--- Text passage ---
— Start —
|
|
|
|
|
by joebiden2
1060 days ago
|
|
What does this add over llama.cpp? Is it just an "easier" way to setup llama.cpp locally? If so, I don't really get it, because setting up llama.cpp locally is quite easy and well documented. And this appears to be a fork. Seems a bit fishy to me, when looking at the other "top" comments (with this one having no upvotes, but still #2 right now). (llama.cpp's original intention is identical to yours:
The main goal of llama.cpp is to run the LLaMA model using 4-bit integer quantization on a MacBook¹) ¹ https://github.com/ggerganov/llama.cpp#description |
|
This project builds on llama.cpp in a few ways:
1. Easy install! Precompiled for Mac (Windows and Linux coming soon)
2. Run 2+ models: loading and unloading models as users need them, including via a REST API. Lots to do here, but even small models are memory hogs and they take quite a while to load, so the hope is to provide basic "scheduling"
3. Packaging: content-addressable packaging that bundles GGML-based weights with prompts, parameters, licenses and other metadata. Later the goal is to bundle embeddings and other larger files custom models (for specific use cases, a la PrivateGPT) would need to run.
edit: formatting
— End —
--- Written problem A ---
State whether each statement agrees with the llama.cpp thread, answering yes or no and quoting the deciding words: (i) the reply says the project is precompiled for Mac; (ii) the first comment calls setting up llama.cpp locally poorly documented; (iii) the packaging bundles GGML-based weights with prompts, parameters, licenses and other metadata.
The entries that follow are unrelated to the llama.cpp thread.

--- Records supplied ---
— Start —
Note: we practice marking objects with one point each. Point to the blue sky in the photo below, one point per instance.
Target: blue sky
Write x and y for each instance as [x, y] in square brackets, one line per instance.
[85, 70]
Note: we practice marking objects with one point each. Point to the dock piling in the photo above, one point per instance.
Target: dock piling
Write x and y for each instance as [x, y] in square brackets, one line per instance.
— End —
— Start —
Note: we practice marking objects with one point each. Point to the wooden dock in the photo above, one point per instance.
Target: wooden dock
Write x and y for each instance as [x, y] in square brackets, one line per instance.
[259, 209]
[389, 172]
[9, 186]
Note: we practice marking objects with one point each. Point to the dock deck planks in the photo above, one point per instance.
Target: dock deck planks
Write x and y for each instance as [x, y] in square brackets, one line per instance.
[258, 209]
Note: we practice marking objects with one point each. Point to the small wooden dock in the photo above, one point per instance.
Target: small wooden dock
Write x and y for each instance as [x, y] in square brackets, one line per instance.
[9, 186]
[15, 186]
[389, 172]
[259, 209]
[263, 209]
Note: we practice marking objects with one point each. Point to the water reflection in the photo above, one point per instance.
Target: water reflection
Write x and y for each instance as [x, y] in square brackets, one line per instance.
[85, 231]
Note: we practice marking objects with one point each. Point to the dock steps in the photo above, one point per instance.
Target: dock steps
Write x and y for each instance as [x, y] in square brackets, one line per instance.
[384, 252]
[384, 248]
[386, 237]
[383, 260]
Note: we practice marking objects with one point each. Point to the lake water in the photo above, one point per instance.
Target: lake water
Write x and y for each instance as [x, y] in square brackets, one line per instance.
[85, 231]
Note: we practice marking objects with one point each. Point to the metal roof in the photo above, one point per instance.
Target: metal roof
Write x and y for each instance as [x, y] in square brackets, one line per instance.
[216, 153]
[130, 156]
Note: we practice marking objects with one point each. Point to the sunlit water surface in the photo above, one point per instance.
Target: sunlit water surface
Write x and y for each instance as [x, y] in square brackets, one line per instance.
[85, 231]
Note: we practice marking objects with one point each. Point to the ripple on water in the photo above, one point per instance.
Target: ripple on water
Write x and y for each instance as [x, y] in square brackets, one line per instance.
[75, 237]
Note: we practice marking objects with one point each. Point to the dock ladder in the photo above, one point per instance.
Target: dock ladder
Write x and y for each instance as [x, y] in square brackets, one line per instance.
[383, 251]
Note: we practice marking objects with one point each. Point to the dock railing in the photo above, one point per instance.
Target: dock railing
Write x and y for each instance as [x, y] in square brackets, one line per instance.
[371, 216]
— End —
--- Written problem B ---
Gather every line of the entries above that contains the word "blue", and copy each such line in full.

--- Task answer A ---
(i) Yes: "Precompiled for Mac (Windows and Linux coming soon)"
(ii) No: "setting up llama.cpp locally is quite easy and well documented"
(iii) Yes: "content-addressable packaging that bundles GGML-based weights with prompts, parameters, licenses and other metadata"

--- Task answer B ---
Note: we practice marking objects with one point each. Point to the blue sky in the photo below, one point per instance.
Target: blue sky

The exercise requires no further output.